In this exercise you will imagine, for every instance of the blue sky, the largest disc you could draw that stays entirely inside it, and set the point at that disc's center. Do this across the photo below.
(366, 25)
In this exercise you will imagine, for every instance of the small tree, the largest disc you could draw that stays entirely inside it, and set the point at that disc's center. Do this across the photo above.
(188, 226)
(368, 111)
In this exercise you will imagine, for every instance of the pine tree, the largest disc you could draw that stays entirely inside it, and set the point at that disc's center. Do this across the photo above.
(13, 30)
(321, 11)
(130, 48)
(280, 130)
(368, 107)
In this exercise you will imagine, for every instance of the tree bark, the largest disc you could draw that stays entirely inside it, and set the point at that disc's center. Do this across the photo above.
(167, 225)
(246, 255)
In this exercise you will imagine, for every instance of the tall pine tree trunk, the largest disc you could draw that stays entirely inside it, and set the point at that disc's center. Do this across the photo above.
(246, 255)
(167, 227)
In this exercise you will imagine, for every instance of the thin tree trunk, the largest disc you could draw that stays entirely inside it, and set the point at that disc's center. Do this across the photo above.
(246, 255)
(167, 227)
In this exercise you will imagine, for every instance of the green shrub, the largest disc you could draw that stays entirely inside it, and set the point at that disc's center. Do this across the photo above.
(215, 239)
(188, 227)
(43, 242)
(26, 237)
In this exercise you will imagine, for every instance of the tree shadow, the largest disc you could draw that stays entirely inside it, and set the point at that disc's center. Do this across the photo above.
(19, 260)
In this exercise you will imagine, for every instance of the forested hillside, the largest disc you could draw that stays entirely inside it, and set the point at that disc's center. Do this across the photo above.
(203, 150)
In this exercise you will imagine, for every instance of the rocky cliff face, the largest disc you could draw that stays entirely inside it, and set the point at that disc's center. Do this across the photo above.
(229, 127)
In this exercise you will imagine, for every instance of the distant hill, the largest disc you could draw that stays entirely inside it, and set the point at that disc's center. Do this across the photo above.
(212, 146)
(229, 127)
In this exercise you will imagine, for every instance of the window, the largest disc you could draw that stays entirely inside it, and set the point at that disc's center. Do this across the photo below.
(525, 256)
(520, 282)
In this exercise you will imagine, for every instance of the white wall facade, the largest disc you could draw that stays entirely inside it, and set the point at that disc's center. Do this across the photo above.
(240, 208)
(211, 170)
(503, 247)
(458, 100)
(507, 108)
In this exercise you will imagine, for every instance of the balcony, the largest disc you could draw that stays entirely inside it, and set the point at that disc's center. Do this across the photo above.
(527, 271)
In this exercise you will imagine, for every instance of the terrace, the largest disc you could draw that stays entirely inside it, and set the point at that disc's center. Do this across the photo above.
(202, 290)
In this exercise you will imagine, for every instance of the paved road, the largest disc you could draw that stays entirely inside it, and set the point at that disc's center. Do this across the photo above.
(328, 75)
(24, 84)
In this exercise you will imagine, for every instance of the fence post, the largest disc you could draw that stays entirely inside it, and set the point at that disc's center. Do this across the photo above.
# # # # # # #
# The task
Repeat the listing above word for word, with no line missing.

# Task answer
In this exercise you will imagine, for every instance of the blue sky, the largest disc you could draw that stays entirely inside it, and set the point at that disc's center. Do this across the photo below.
(366, 25)
In this exercise you will imagine, for every instance of the small tree, the largest disc you could draw that stays entirely inside it, and set the point at that disc's center. Do this across the photo above.
(188, 226)
(368, 111)
In this exercise you will imagine, for every instance of the pine tree, the largest disc you could draw that stays entirely inside it, and set the point at that disc's center. Do this across the photo above.
(13, 30)
(321, 11)
(130, 48)
(280, 130)
(368, 107)
In this exercise you will imagine, for every instance of the tree bark, the largest disc you could draw that stays entirely inside it, and set the point at that disc's center. Do this across the photo above.
(167, 225)
(246, 255)
In this exercise you will imagine, for every instance of the tall pine tree trunk, the largest disc you could draw that stays entirely inside it, and set the point at that disc's center. Do this across the photo above.
(246, 255)
(167, 227)
In this exercise you will imagine, for every instance of the thin tree trunk, the largest disc you could draw that stays entirely inside it, and set the point at that disc's center. Do this across the photo above.
(246, 255)
(167, 227)
In this exercise you will imagine, for every instance of the green shrub, the largest disc you could draw that stays entirely inside it, and set the point at that disc's center. Do this across the photo above.
(215, 239)
(188, 227)
(43, 242)
(26, 237)
In this exercise you will imagine, for every instance of the tree shadow, the largest disc you could draw that stays entirely inside it, and set the point at that disc's center. Do this across the photo above.
(19, 260)
In this exercise you will imagine, for every instance of the forested hillside, the largest disc you could draw that stays entirely inside it, and set the point at that disc's center. Do this across the photo above.
(203, 150)
In this exercise you will imagine, for every instance of the rocky cliff face, the largest disc you could draw that stays entirely inside it, and set the point at that disc's center. Do this across the photo above.
(229, 127)
In this exercise you will imagine, for every instance of the distant hill, the largest disc you could draw that stays entirely inside it, and set the point at that disc's center. Do this across the photo above.
(212, 146)
(229, 127)
In this exercise you will imagine, for every instance of the window, the largest disc you could draw that stays entirely inside it, and set the point at that disc's center. Do this across the photo below.
(525, 256)
(520, 282)
In this exercise you will imagine, for every instance of the white wall facade, the largest disc you could draw that stays entirely inside it, and set the point at that disc's center. Do this across the photo above.
(240, 208)
(211, 170)
(503, 247)
(458, 100)
(507, 108)
In this exercise you will imagine, for every instance of the balcony, the largest disc you could draw that stays entirely inside it, and set the point at that disc's center. Do this across the photo above.
(527, 271)
In this exercise you will imagine, for every instance of the terrace, the largest disc you could draw that stays entirely inside it, and set the point at that disc's center. Do this across the photo above.
(202, 290)
In this exercise you will imagine, for every instance of the paved road, the largest disc you could draw that stays entirely inside it, and set the point at that disc's center. Do this across the photo above.
(328, 75)
(24, 84)
In this exercise you will imagine, for every instance of the fence post, the largest disc you could draw that stays entirely inside it, and set the point at that disc's center. Do this across the photo above.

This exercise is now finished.